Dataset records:

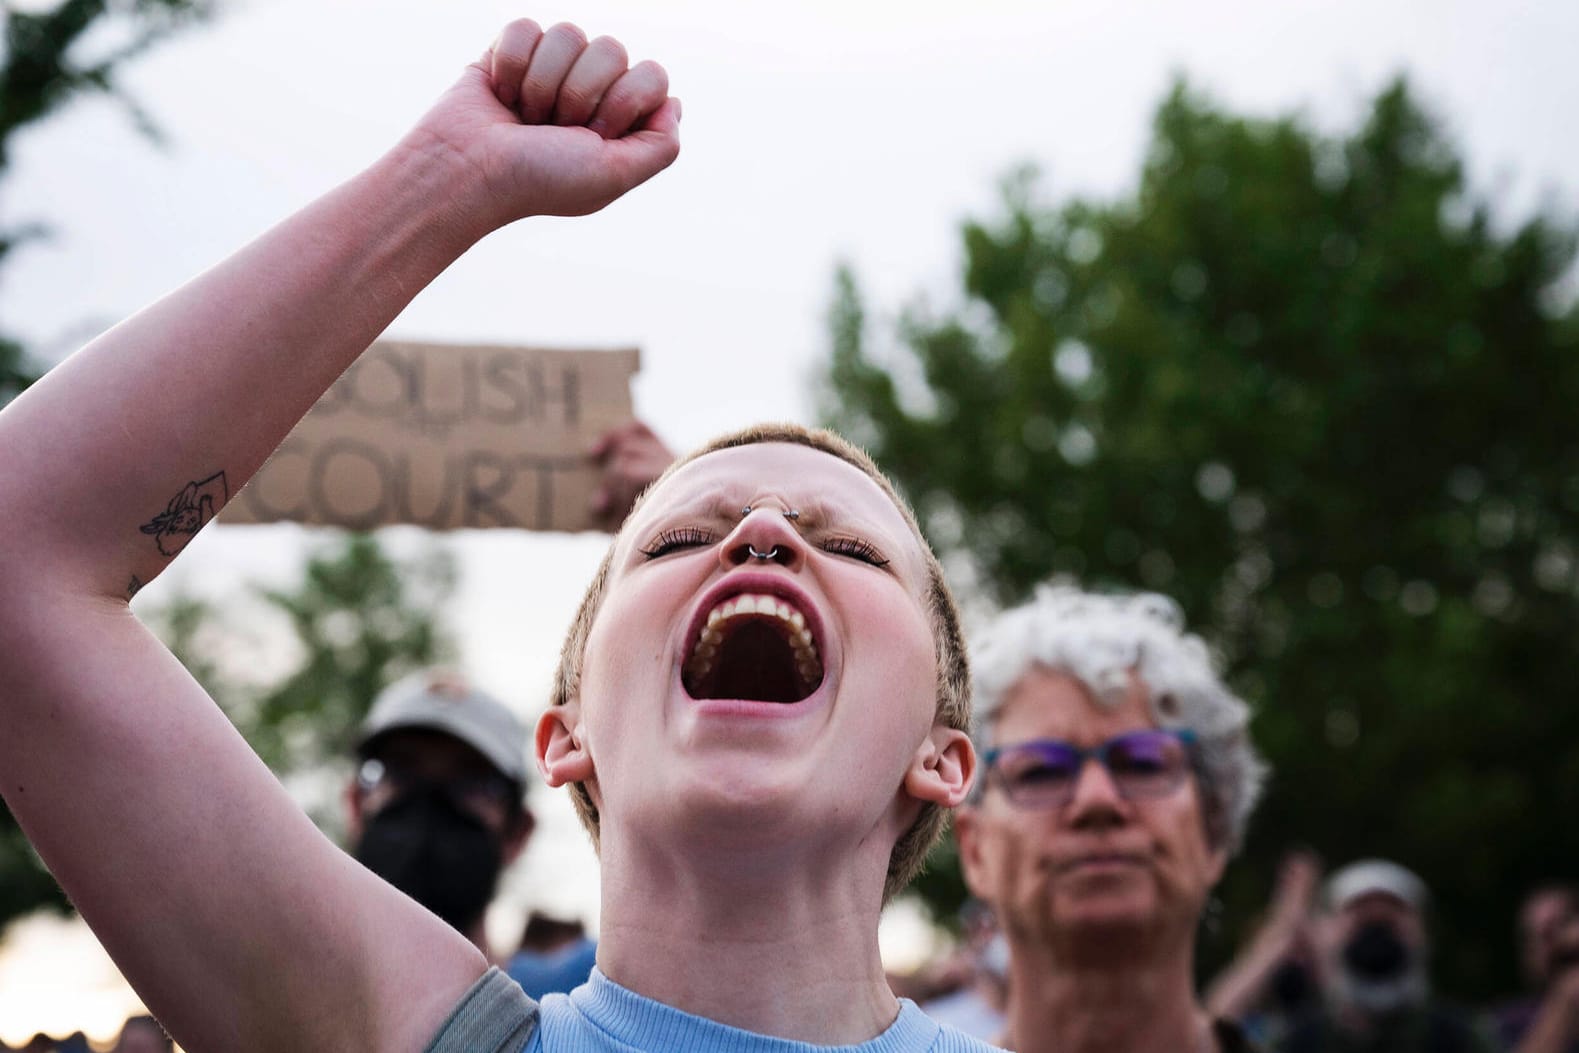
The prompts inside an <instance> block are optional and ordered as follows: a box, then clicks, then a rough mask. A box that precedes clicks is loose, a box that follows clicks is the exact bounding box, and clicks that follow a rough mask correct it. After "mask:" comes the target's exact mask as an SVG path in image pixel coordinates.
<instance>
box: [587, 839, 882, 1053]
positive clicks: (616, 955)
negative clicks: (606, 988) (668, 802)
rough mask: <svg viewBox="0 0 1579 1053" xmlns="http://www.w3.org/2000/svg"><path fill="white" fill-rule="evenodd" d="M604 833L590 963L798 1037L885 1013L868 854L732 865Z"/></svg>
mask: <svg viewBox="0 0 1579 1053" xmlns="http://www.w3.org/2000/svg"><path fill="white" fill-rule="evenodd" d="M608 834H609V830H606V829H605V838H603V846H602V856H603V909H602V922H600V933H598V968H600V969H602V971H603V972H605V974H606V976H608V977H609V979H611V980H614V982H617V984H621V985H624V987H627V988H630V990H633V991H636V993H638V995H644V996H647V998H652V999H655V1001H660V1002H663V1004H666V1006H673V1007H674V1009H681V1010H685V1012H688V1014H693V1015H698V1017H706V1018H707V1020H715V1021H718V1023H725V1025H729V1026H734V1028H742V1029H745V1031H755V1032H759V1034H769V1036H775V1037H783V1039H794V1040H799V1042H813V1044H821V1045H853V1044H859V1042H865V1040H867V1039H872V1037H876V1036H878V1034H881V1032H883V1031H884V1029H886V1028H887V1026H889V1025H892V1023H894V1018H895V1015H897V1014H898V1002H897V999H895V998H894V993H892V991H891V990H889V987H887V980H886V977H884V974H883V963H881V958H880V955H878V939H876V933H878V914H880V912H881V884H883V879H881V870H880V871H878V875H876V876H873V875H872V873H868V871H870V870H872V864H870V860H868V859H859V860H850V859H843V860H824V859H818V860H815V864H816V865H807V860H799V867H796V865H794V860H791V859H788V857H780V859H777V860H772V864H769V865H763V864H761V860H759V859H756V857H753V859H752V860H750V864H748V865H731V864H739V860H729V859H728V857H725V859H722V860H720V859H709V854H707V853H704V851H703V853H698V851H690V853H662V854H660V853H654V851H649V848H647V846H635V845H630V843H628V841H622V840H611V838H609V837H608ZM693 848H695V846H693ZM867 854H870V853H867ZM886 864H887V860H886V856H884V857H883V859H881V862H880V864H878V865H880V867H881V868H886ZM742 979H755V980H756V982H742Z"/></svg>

Directive: Transcribe the text of every record above word for word, omitting the pictures.

Response to this task:
The prompts inside an <instance> block are optional and ordered as follows: a box, then clicks, then a rough mask. A box that precedes clicks is loose, a box that follows clicks is the exact bounding box, and clicks that follow a rough mask correct it. After "mask:" comes the target's exact mask as an SVG path in image pixel coordinates.
<instance>
box: [587, 839, 882, 1053]
positive clicks: (616, 955)
negative clicks: (606, 988) (668, 802)
rough mask: <svg viewBox="0 0 1579 1053" xmlns="http://www.w3.org/2000/svg"><path fill="white" fill-rule="evenodd" d="M604 833L590 963L798 1037L885 1013L868 854L732 865Z"/></svg>
mask: <svg viewBox="0 0 1579 1053" xmlns="http://www.w3.org/2000/svg"><path fill="white" fill-rule="evenodd" d="M608 834H609V830H606V829H605V838H603V846H602V856H603V909H602V922H600V933H598V968H600V969H602V971H603V972H605V974H606V976H608V977H609V979H611V980H614V982H617V984H621V985H624V987H627V988H630V990H633V991H636V993H638V995H644V996H647V998H652V999H655V1001H660V1002H663V1004H666V1006H673V1007H674V1009H681V1010H685V1012H688V1014H693V1015H698V1017H706V1018H707V1020H715V1021H718V1023H725V1025H729V1026H734V1028H742V1029H745V1031H755V1032H759V1034H769V1036H775V1037H783V1039H794V1040H799V1042H813V1044H821V1045H853V1044H859V1042H865V1040H867V1039H872V1037H876V1036H878V1034H881V1032H883V1031H884V1029H886V1028H887V1026H889V1025H892V1023H894V1018H895V1015H897V1014H898V1002H897V999H895V998H894V993H892V991H891V990H889V987H887V980H886V977H884V974H883V963H881V958H880V955H878V939H876V933H878V914H880V912H881V884H883V879H881V870H880V871H878V875H876V876H873V875H872V873H868V871H870V870H872V864H870V860H868V859H859V860H850V859H843V860H824V859H818V860H815V864H816V865H807V860H799V867H796V865H794V860H791V859H788V857H780V859H777V860H772V864H769V865H763V864H761V860H759V859H756V857H753V859H752V860H750V864H748V865H731V864H739V860H729V859H728V857H725V859H722V860H720V859H709V854H707V853H704V851H703V853H698V851H690V853H662V854H660V853H654V851H649V848H647V846H635V845H630V843H628V841H622V840H611V838H609V837H608ZM693 848H695V846H693ZM867 854H870V853H867ZM886 864H887V860H886V856H884V857H883V859H881V862H880V864H878V865H880V867H881V868H886ZM742 979H755V980H756V982H742Z"/></svg>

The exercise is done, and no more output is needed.